- DO THIS -
Show every line in the records that contains the word "marking", matching case exactly.

--- START OF GIVEN DATA ---

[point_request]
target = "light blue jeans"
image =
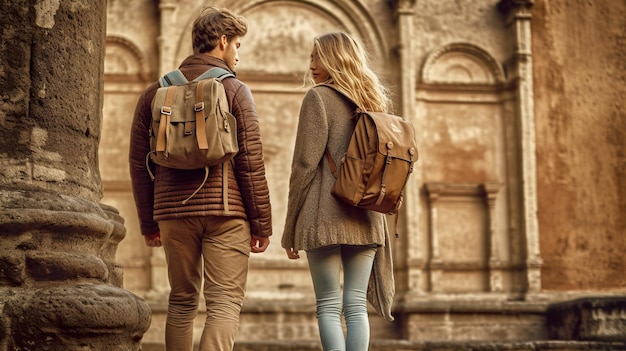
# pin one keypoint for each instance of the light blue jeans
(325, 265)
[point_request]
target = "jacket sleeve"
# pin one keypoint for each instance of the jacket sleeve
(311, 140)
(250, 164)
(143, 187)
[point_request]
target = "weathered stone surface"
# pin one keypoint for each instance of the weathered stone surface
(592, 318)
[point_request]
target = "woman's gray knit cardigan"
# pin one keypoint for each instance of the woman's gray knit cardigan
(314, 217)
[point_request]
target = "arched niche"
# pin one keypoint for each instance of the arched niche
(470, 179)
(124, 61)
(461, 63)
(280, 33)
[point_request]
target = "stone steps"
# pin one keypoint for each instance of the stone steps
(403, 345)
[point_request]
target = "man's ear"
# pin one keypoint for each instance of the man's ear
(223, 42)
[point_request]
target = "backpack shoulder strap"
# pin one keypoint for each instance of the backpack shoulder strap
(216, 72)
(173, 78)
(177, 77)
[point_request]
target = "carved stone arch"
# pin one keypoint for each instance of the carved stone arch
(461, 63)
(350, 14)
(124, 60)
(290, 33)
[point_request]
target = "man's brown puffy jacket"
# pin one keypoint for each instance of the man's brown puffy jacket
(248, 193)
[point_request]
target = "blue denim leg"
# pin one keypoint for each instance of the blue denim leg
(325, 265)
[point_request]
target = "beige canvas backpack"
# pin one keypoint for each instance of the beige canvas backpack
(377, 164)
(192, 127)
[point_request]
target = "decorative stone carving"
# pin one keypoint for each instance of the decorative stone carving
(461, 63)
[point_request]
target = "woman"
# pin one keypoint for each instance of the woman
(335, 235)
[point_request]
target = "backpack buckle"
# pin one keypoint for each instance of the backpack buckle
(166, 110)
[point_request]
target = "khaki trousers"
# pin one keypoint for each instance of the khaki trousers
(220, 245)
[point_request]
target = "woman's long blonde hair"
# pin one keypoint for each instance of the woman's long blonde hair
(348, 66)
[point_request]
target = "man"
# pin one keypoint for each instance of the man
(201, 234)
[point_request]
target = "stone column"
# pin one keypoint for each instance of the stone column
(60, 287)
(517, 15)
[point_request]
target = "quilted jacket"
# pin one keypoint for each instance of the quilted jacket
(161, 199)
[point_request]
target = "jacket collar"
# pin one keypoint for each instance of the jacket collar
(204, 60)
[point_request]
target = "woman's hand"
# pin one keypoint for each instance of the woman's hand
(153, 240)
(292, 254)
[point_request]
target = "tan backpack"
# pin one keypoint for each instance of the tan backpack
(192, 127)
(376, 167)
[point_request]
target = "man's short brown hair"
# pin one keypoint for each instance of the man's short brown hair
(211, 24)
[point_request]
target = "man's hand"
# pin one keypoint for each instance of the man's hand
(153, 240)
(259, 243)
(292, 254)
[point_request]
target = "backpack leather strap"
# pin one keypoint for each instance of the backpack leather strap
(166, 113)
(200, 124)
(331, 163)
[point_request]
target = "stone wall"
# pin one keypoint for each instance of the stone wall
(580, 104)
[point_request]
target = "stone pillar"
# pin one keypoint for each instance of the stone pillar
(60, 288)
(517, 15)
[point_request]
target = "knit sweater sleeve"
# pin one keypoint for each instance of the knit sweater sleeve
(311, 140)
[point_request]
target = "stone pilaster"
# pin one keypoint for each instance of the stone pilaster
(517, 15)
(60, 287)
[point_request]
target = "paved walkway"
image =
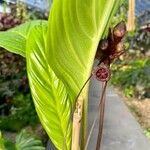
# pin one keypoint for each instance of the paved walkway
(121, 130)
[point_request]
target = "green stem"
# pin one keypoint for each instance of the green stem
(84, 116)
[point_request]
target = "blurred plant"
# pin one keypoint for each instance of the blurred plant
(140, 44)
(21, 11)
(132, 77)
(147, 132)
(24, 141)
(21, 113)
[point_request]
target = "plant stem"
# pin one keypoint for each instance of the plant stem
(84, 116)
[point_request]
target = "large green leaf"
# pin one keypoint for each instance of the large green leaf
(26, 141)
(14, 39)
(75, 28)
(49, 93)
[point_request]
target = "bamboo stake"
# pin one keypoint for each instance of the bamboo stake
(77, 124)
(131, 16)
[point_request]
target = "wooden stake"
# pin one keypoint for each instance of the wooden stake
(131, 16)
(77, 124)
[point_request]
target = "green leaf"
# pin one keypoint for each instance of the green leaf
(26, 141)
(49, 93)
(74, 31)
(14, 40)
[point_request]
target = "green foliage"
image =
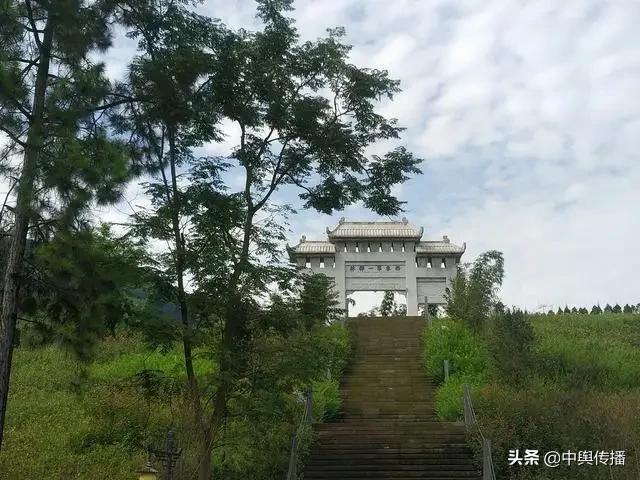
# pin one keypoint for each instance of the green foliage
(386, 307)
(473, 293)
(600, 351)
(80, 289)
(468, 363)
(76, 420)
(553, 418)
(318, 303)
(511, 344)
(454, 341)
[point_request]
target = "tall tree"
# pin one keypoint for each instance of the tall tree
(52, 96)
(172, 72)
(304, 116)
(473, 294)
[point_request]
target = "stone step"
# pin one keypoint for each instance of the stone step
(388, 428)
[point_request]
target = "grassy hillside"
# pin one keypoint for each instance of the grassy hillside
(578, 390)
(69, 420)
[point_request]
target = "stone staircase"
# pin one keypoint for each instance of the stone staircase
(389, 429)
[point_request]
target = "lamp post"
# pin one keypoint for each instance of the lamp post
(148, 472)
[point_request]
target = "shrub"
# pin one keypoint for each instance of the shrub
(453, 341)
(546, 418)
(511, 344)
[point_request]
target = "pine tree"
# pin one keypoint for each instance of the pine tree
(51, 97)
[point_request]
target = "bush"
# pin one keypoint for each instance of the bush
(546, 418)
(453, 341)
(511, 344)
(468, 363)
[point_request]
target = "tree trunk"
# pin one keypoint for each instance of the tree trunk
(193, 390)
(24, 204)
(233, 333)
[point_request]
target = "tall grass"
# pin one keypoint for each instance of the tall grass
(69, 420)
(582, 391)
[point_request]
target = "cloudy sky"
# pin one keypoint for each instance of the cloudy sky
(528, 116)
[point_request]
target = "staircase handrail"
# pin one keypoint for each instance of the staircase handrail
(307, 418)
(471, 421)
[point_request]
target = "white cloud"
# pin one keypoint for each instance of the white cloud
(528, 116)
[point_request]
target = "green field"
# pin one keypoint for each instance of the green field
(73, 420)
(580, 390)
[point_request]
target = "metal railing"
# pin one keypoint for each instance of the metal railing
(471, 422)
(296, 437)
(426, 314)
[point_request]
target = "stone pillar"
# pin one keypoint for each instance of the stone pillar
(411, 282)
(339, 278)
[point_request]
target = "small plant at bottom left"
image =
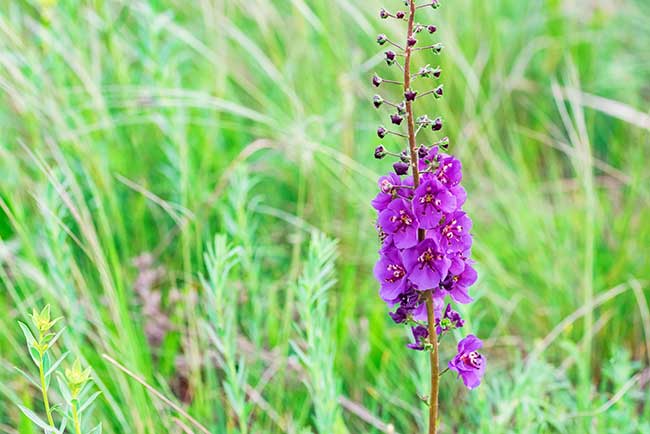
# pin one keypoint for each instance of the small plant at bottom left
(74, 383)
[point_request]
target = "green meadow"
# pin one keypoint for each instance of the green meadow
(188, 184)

--- END OF GIVEN DATA ---
--- START OF GIVEN DATA ---

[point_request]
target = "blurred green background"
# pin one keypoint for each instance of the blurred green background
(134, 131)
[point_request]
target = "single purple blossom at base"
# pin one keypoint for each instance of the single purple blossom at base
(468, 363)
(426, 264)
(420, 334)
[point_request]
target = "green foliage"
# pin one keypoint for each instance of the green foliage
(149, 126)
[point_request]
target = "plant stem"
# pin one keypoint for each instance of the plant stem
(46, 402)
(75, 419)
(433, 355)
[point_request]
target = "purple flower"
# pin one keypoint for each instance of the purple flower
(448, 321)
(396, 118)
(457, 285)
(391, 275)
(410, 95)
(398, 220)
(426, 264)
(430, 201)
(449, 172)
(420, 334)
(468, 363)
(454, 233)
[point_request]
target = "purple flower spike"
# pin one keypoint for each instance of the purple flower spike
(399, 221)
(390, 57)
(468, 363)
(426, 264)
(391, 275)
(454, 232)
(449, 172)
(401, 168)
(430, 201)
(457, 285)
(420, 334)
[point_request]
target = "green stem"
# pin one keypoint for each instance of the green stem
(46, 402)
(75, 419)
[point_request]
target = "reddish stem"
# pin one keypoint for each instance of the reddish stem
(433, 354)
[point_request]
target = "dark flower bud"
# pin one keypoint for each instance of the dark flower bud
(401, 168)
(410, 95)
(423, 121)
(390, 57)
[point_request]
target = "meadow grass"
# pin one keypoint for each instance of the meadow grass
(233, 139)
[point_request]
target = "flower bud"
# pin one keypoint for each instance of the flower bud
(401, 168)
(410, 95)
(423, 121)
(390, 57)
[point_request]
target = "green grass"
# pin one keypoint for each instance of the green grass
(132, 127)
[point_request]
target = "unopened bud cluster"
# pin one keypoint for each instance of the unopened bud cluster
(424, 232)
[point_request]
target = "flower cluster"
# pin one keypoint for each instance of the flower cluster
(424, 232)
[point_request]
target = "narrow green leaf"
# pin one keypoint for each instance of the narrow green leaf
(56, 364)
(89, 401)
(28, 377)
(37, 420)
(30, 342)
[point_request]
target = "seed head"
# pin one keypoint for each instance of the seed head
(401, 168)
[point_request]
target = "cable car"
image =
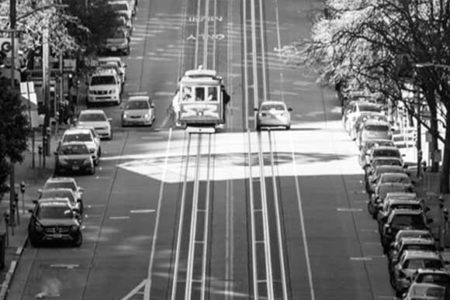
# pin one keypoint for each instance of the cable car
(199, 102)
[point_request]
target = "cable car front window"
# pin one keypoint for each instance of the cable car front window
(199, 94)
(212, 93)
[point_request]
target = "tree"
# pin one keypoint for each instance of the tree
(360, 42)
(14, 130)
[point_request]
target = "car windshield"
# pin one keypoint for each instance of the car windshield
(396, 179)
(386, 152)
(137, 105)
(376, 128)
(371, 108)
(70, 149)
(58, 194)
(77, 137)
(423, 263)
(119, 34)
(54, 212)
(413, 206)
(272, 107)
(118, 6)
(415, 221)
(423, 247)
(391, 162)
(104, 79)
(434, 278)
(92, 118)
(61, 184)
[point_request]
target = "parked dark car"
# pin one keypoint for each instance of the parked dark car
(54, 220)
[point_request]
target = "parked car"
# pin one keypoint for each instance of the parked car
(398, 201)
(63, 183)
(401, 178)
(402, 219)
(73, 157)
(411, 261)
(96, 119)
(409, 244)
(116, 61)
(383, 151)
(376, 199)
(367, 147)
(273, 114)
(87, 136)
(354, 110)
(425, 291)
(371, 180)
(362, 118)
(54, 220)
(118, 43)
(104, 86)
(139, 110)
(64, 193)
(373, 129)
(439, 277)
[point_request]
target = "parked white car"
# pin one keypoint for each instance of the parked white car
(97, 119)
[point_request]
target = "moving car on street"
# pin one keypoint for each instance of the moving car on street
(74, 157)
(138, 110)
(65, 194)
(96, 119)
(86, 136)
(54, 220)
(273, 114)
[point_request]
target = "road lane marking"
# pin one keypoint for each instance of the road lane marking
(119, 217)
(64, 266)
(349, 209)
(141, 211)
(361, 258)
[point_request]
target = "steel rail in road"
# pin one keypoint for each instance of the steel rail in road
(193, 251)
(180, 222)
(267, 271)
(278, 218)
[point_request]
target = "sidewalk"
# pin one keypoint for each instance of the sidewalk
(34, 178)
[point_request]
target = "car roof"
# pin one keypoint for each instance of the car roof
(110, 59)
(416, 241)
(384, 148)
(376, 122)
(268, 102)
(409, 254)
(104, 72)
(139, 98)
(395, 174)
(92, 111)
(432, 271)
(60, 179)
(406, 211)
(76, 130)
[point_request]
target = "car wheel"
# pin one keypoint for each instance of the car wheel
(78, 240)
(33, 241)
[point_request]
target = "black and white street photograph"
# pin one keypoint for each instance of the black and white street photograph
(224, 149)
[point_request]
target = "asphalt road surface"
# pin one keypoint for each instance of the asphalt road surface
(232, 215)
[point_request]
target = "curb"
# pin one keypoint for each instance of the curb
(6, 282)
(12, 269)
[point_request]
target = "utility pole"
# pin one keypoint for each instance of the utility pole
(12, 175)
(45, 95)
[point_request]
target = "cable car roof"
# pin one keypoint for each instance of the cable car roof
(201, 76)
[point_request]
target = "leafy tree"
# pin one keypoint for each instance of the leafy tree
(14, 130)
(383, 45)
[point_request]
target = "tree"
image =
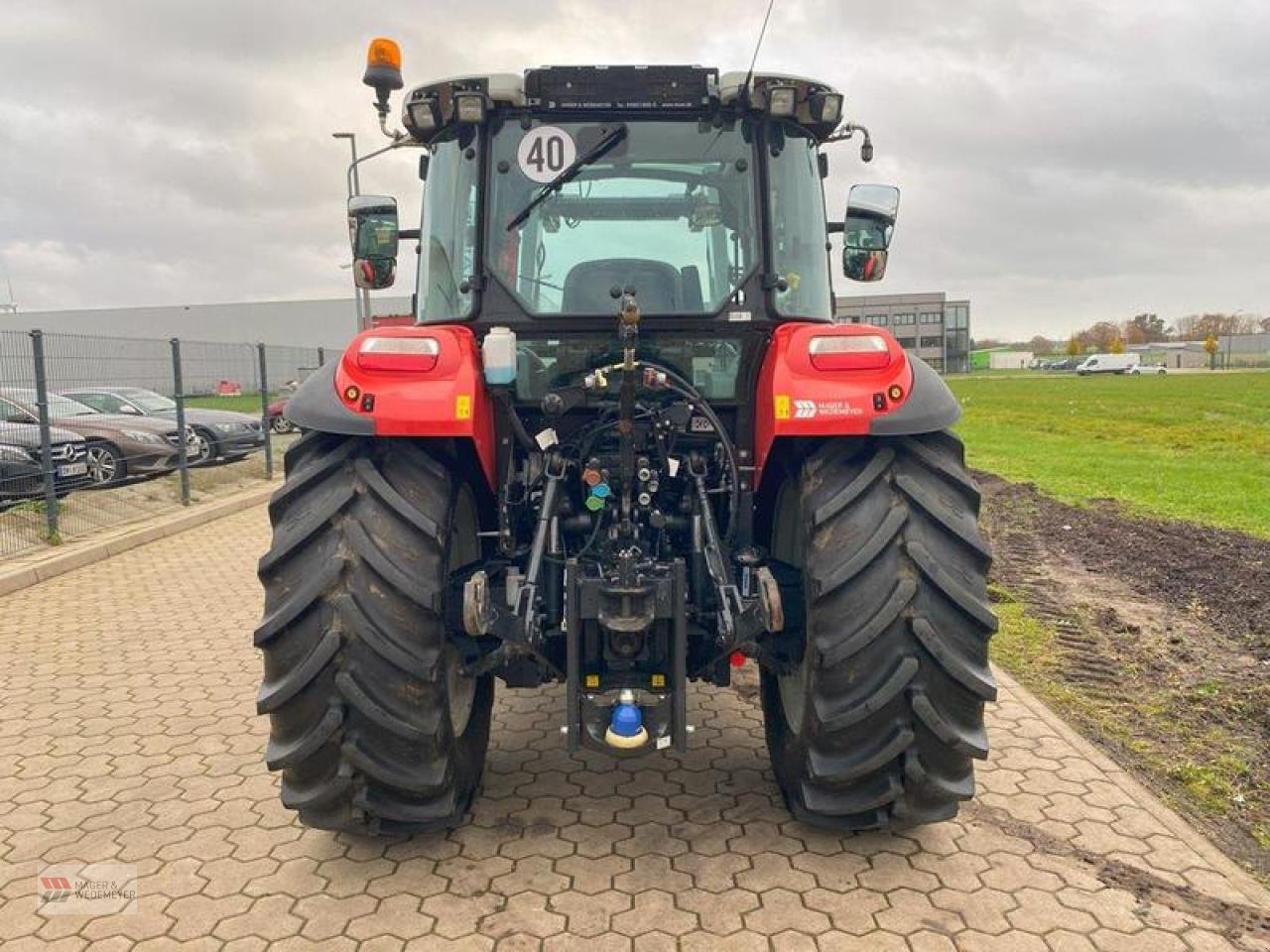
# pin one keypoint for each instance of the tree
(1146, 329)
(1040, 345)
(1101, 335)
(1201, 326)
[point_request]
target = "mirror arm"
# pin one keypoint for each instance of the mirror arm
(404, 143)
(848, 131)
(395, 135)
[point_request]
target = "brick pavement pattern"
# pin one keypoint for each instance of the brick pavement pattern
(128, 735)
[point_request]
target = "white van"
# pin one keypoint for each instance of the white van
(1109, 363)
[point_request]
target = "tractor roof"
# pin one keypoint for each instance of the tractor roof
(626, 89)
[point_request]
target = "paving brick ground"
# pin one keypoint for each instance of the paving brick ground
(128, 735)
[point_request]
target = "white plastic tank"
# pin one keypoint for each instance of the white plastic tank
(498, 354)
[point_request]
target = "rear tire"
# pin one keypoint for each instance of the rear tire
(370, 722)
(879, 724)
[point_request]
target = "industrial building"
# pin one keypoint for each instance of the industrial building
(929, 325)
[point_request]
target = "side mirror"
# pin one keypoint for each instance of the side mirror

--- END OF GIVEN DATA ---

- REPLY TO THE TASK -
target = "road lane marking"
# pin one keypoint for each instance of the road lane marking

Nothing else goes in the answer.